Your assignment: Output the records that follow exactly as they are written.

Data shown:
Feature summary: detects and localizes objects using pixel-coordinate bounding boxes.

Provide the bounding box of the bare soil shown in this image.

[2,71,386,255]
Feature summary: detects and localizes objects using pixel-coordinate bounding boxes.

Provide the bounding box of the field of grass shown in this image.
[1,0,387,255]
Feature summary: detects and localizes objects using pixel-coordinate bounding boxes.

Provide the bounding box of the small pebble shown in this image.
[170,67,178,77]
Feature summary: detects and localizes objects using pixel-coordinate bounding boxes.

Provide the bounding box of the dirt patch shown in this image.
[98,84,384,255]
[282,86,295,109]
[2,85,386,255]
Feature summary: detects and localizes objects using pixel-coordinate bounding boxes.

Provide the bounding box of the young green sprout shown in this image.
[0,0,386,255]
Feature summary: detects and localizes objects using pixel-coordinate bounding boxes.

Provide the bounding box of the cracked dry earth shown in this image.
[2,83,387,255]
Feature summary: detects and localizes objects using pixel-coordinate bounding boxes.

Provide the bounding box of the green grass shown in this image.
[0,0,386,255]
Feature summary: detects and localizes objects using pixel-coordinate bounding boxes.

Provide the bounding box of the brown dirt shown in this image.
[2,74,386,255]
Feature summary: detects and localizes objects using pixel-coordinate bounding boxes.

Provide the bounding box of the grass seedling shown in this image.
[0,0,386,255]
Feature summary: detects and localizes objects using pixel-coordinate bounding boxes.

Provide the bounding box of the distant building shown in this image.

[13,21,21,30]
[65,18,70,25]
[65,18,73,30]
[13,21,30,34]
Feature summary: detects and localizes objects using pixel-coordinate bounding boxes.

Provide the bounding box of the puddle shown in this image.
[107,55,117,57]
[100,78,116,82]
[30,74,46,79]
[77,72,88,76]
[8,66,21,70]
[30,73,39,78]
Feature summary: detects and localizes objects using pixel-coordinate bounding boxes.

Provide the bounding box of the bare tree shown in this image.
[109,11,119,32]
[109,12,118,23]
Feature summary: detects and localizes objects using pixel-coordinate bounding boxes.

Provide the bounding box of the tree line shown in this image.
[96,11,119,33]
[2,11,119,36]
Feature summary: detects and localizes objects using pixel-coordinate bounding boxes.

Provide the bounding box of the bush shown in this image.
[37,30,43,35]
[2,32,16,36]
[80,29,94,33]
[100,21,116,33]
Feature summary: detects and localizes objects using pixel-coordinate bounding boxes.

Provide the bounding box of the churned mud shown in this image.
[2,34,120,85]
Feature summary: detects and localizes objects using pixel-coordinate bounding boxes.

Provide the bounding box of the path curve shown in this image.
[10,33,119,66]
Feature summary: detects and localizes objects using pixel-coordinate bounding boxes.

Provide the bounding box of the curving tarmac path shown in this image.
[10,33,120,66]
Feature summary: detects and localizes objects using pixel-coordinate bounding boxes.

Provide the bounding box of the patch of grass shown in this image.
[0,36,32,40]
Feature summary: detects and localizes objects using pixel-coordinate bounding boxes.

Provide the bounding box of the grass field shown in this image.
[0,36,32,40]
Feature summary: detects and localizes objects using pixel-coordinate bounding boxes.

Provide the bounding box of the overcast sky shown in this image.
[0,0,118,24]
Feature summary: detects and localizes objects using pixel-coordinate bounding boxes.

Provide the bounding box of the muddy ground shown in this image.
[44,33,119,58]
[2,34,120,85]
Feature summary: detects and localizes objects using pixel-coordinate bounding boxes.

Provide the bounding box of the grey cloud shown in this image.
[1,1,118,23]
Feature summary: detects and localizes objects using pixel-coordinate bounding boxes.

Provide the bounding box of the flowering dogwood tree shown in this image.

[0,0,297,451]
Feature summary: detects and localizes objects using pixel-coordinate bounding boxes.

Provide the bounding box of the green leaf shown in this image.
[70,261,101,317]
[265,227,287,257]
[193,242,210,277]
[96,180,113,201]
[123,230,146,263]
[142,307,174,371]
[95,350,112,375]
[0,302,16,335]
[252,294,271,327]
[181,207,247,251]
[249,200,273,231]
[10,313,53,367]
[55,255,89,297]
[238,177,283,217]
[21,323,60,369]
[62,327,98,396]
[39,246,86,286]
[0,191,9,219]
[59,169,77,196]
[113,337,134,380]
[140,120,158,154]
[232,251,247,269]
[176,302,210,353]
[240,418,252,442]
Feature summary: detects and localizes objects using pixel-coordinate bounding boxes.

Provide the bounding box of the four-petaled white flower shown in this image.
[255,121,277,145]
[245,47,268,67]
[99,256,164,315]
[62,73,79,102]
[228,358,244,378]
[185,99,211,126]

Your solution:
Feature summary: detects and localizes objects using pixel-coordinate bounding boxes.

Provide the bounding box of the bare soil shown in this image.

[2,71,386,255]
Feature summary: detects and localizes objects using pixel-coordinate bounding boxes.

Provide the bounding box of the field of grass shown in this image.
[1,0,387,255]
Feature summary: detects and localizes objects using pixel-coordinate bounding boxes.

Provide the bounding box of the small pebble shown in this image.
[170,67,178,77]
Feature summary: detects and localizes objects using pixel-coordinate bounding boxes.

Provide the bounding box of the dirt patch shown in this image.
[98,84,384,255]
[282,86,295,109]
[2,85,386,255]
Feature summary: detects and localizes objects using pixel-coordinate bounding boxes.

Provide the bounding box of the young green sprout shown in this image.
[0,0,386,255]
Feature summary: detects and localizes objects using pixel-coordinate bounding boxes.

Provide the bounding box of the cracked dry earth shown in this image.
[2,83,387,255]
Feature summary: detects and localizes objects using pixel-coordinate bounding boxes.

Provide the bounding box of the green grass shown in this image.
[0,0,386,255]
Feature summary: detects and localizes objects using pixel-coordinate bounding boxes.

Provide the bounding box of the brown dirt shown in this image.
[2,74,386,255]
Feature summary: detects and localizes objects using pixel-coordinate bounding boxes.

Provide the bounding box of the grass seedling shown in this image.
[0,0,386,255]
Feature summary: detects and localizes objects using pixel-coordinate bounding boxes.

Provide the bounding box of the distant building shown in this image.

[13,21,21,30]
[65,18,70,25]
[65,18,73,30]
[13,21,30,34]
Feature summary: detects and localizes objects using pixel-coordinate bounding boxes.

Provide the bounding box of the puddle shown in this image.
[107,55,117,57]
[100,78,116,82]
[30,74,46,79]
[77,72,88,76]
[8,66,21,70]
[30,73,39,78]
Feature summary: detects and localizes objects using pixel-coordinate bounding boxes.

Provide the bounding box of the bare tree shown in this image.
[109,11,119,32]
[109,12,118,23]
Feature summary: detects and localizes objects using pixel-coordinate bounding boxes.

Provide the bounding box of the tree line shown in this image.
[96,11,119,33]
[2,11,119,36]
Feature summary: detects and localizes objects using pixel-coordinate bounding boxes.

Provide the bounding box of the bush shown in this image.
[37,30,43,35]
[2,32,16,36]
[80,29,94,33]
[100,21,116,33]
Feature summary: detects and localizes objects using pixel-coordinate bounding boxes.

Provide the bounding box of the churned mud shown in this image.
[2,34,120,85]
Feature summary: detects and localizes objects using pixel-coordinate bounding boxes.

Provide the bounding box of the path curve shown in this image.
[10,33,119,66]
Feature summary: detects and localizes objects using pixel-coordinate bounding boxes.

Provide the bounding box of the curving tarmac path shown in this image.
[10,33,120,66]
Feature summary: detects and localizes objects using pixel-coordinate bounding boxes.

Provide the bounding box of the patch of grass shown in this image.
[0,36,32,40]
Feature summary: detects and localizes objects using pixel-coordinate bounding boxes.

Provide the bounding box of the grass field shown in this image.
[0,36,32,40]
Feature summary: detects and localizes objects using pixel-coordinate bounding boxes.

Provide the bounding box of the overcast sky shown in this image.
[0,0,118,24]
Feature summary: detects and localizes objects using pixel-coordinate bounding boxes.

Provide the bounding box of the muddy ground shown in this image.
[44,33,119,58]
[2,34,120,85]
Feature summary: detects and localizes objects using pixel-coordinate bounding boxes.

Provide the bounding box of the grey cloud shown in this image.
[1,1,118,23]
Feature summary: detects and localizes objects using pixel-coordinate bounding boxes.

Provide the bounding box of the flowering dogwood tree shown in this image.

[0,0,297,451]
Feature summary: detects and localizes objects using pixel-coordinate bounding boxes.

Provide the bounding box of the green leaf shown in this image.
[70,261,101,317]
[265,227,287,257]
[193,242,210,277]
[96,180,113,201]
[123,230,146,263]
[142,307,174,371]
[95,350,112,375]
[0,302,16,335]
[252,294,271,327]
[181,207,247,251]
[249,200,273,231]
[10,313,53,367]
[55,255,89,297]
[238,177,283,217]
[21,323,60,369]
[62,327,98,396]
[39,246,86,286]
[0,191,9,219]
[59,169,77,196]
[113,337,134,380]
[140,120,158,154]
[232,251,247,269]
[176,302,210,353]
[240,418,252,442]
Feature summary: detects and localizes objects using pixel-coordinate bounding boxes.

Provide the bounding box of the four-petaled white flower shown in this image.
[255,121,277,145]
[245,47,268,67]
[99,256,164,315]
[62,73,79,102]
[228,358,244,378]
[185,99,211,126]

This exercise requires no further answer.